§ **Data extracted from a collection**:
==============================
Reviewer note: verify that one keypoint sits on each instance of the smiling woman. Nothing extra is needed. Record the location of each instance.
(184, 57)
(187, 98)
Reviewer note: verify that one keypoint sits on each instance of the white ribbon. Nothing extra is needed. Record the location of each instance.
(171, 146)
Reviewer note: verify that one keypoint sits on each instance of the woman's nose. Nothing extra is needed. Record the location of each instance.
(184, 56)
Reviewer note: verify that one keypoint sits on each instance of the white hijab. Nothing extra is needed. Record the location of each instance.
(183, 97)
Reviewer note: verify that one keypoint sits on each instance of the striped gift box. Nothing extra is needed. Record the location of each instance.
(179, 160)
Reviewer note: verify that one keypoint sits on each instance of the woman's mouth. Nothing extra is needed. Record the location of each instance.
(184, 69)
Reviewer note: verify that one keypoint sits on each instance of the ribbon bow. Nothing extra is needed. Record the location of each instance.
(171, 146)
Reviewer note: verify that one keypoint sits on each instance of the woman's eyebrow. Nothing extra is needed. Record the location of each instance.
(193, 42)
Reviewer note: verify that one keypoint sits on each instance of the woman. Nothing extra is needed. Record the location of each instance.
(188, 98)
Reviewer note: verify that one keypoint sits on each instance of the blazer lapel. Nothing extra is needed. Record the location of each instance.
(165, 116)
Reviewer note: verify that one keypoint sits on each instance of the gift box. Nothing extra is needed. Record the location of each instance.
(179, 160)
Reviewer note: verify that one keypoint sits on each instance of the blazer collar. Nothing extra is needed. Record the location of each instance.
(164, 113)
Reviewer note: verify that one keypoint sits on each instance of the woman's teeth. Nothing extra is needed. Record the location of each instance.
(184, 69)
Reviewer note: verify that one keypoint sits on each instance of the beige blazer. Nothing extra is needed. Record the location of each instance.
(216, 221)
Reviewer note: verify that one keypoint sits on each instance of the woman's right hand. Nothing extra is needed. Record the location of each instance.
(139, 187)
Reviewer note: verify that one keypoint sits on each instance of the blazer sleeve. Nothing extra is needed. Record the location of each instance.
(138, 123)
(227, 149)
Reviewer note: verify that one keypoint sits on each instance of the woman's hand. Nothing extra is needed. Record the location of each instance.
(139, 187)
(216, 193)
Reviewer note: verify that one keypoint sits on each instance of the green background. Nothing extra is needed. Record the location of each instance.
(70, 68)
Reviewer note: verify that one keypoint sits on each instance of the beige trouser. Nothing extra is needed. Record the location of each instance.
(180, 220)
==============================
§ **About this task**: All of the entries above should be written out verbatim.

§ **Answer section**:
Reviewer note: verify that one keypoint sits on each instance of the smiling woman. Nothing extra is needed. Record the location of each instance.
(184, 57)
(187, 98)
Reviewer note: verify that one keypoint sits on each instance of the white ribbon. Nothing extra is needed. Record the location of each instance.
(171, 146)
Reviewer note: verify that one keypoint sits on each instance of the woman's nose. Nothing extra is needed. Record the location of each instance.
(184, 56)
Reviewer note: verify that one keypoint sits on each instance of the white hijab. Nothing extra is needed. Record the location of each instance.
(183, 97)
Reviewer note: verify that one keypoint sits on each instance of the striped gift box. Nothing extra is needed. Record the location of each instance.
(179, 160)
Reviewer note: verify that one keypoint sits on each instance of the woman's mouth. Nothing extra is needed. Record the location of each instance.
(184, 69)
Reviewer note: verify that one keypoint sits on each instance of the ribbon bow. Nothing extra is needed. Record the location of each instance.
(171, 146)
Reviewer note: verify that one keypoint sits on each instance of the woman's eyebrow. Nothing extra is needed. Record the location of each instance.
(193, 42)
Reviewer note: verify that one keypoint sits on each instance of the woman. Nothing extra is needed. Record the location of each instance.
(188, 98)
Reviewer note: verify that one keypoint sits on each instance of the blazer lapel. Nothing extra is needed. Record the location of each instance.
(165, 116)
Reviewer note: verify that one keypoint sits on each instance of the gift box. Nothing extra is needed. Record the location of each instance.
(179, 160)
Reviewer note: verify that one keypoint sits on each instance of the blazer collar. Nothing extra is needed. Record the location of each instance.
(164, 113)
Reviewer note: verify that one keypoint sits on each instance of the woman's teeth. Nothing extra is needed. Record the location of each instance.
(184, 69)
Reviewer note: verify that one keypoint sits on each instance of the beige blazer. Nothing extra is needed. Record the location of each instance.
(216, 221)
Reviewer note: verify that one keypoint sits on each instance of the woman's right hand. Nothing extra is needed. Record the location of each instance.
(139, 187)
Reviewer note: verify that one keypoint sits on each instance of the blazer sleeve. Nothing extra is needed. Record the location of each instance.
(138, 123)
(227, 149)
Reviewer note: verify that one keypoint sits on each instance of the woman's hand. Nothing extra is needed. Record the location of each instance.
(139, 187)
(216, 193)
Reviewer note: verify that one keypoint sits on each instance of the green background. Nothing extra is needed. Record the location of each instance.
(70, 68)
Reviewer note: verify that one keypoint sits on each instance of the beige trouser. Nothing extra is needed. Record the location of each instance.
(180, 220)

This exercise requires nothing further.